▶ _PROMPT_
Your job is to print the listing exactly.
╭─ DATA FOR THIS TASK
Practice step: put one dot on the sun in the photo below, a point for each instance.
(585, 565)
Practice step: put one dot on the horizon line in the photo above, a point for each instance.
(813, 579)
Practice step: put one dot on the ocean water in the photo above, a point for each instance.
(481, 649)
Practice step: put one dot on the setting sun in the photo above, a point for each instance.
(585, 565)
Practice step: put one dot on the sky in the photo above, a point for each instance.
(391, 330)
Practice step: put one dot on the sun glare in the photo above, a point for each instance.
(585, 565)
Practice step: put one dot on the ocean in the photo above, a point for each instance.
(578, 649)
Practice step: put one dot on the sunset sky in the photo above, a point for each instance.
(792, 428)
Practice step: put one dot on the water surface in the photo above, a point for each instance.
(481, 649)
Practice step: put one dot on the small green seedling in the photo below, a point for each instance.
╰─
▶ _OUTPUT FOR THIS EXERCISE_
Practice step: put one dot on the sun in the photo below, a point for each instance.
(585, 565)
Practice step: put one dot on the horizon line in the photo above, a point for each instance.
(813, 579)
Practice step: put one dot on the ocean water in the photo above, a point for each instance.
(481, 649)
Practice step: put one dot on the setting sun in the photo above, a point for each instance.
(585, 565)
Practice step: put one dot on the sky in the photo above, a point for each instance.
(391, 330)
Practice step: put one dot on the sun glare in the photo above, a point for each instance.
(585, 565)
Practice step: put one dot on the ocean in the photo above, a point for each instance.
(578, 649)
Practice step: put one dot on the sunset sky in the photo above, a point for each instance.
(792, 428)
Practice step: put one dot on the water surface in the photo above, a point for each instance.
(481, 649)
Practice step: put one dot on the small green seedling in the photo below, a point for each instance.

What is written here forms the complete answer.